4. Optimizing Energy Usage in an AI-Assisted Smart City

Energy consumption and especially the flexible control of electrical energy usage is one of the crucial factors to overcome the move to renewable energy sources. A large study by DENA [14] shows that smart grids and controllable storage and load control can result in a relief of the power grid and thus a reduction in the need for power grid expansion. Therefore, improved predictions of energy usage and smart reactions to the fluctuating amount of available electrical energy are one component of a smart city. Since the needed adjustments affect daily life, not only technical challenges need to be met. Rather, public acceptance is needed. The available living lab in the district of Brühl is a predestined chance for developing and evaluating smart services for optimizing the energy usage.

In the following, the realization of an AI-assisted forecast is presented, which supports the transformation of the district of Brühl into a smarter district. This can be used as a blueprint for an AI-assisted smart city. The following section describes the idea of bringing the energy optimization as a use case into the living lab (Section 4.1). It shall be evaluated if lab users (inhabitants of the Brühl district) can be supported in planning and optimizing their energy usage. The required input data is provided by the Bauhaus.MobilityLab platform and described in Section 4.2. This raw data is then processed by AI algorithms described in Section 4.3 and Section 4.4.

4.1. Experiment in the Living Lab: Optimization of Energy Usage

With the help of “smart meters” (intelligent measuring systems), it is possible for lab users to monitor and plan their electricity consumption more precisely [15]. In addition, they enable the offer of new and more flexible rates, for example, an exchange-dependent current electricity price every 15 min [16]. There are already some energy companies that offer their customers flexible energy rates. The consumer can thus decide when to consume electricity and switch on devices. Based on an electricity price forecast and even 24 h in advance, he/she will know how the price will develop in the next 24 h and can decide accordingly. The electricity price forecast is dependent on other forecasts, such as the photovoltaic forecast and the wind power forecast. The corresponding forecasts for the next day are regularly reported to the European Energy Exchange (EEX) and are publicly available [17]. In the products currently provided, it is not possible for the customer to plan the energy usage according to the energy mix (sun, wind, fossil). There is no support for users to store their assets like storage devices or controllable devices, no optimization takes place and no additional information for planning the energy consumption (exogenous influencing factors) is available.

§ DATA SECTION:

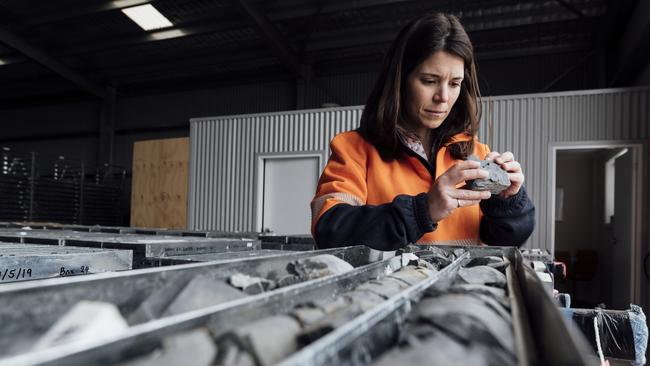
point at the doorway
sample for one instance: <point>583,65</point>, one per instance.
<point>285,186</point>
<point>597,203</point>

§ EXERCISE TASK: Copy the passage on smart-city energy usage from "In the following, the" to "and Section 4.4.". Work only from the text on energy usage in the smart city, not from the data.

§ WRITTEN RESPONSE:
In the following, the realization of an AI-assisted forecast is presented, which supports the transformation of the district of Brühl into a smarter district. This can be used as a blueprint for an AI-assisted smart city. The following section describes the idea of bringing the energy optimization as a use case into the living lab (Section 4.1). It shall be evaluated if lab users (inhabitants of the Brühl district) can be supported in planning and optimizing their energy usage. The required input data is provided by the Bauhaus.MobilityLab platform and described in Section 4.2. This raw data is then processed by AI algorithms described in Section 4.3 and Section 4.4.